Task inputs:
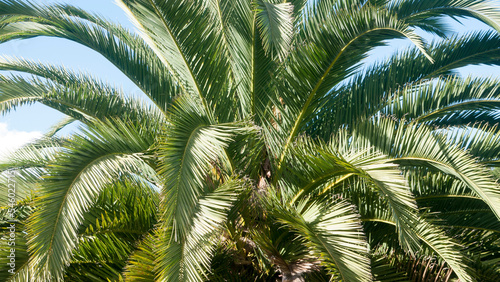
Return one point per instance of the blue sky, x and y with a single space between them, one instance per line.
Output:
29 122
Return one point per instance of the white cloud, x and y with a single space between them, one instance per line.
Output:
11 139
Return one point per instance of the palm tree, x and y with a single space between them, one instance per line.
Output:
266 150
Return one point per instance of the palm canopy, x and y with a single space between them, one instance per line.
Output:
266 149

Work to complete: Transcribe all of the entries above word for word, and leave the pictures out of your copy.

Answer to this task:
Return one point per instance of the blue sky, x and y with a single space between them, one instance per line.
Output:
29 122
Return one point per instance of the white cloud, x and y with a single space between them, one instance per line.
Output:
11 139
Return one point per instance of the palm tree, x and y with a single space between them, one instance per line.
Output:
266 150
Return one point per instance of the palm canopy, x and y with a single space between them, one instance per line.
Output:
266 149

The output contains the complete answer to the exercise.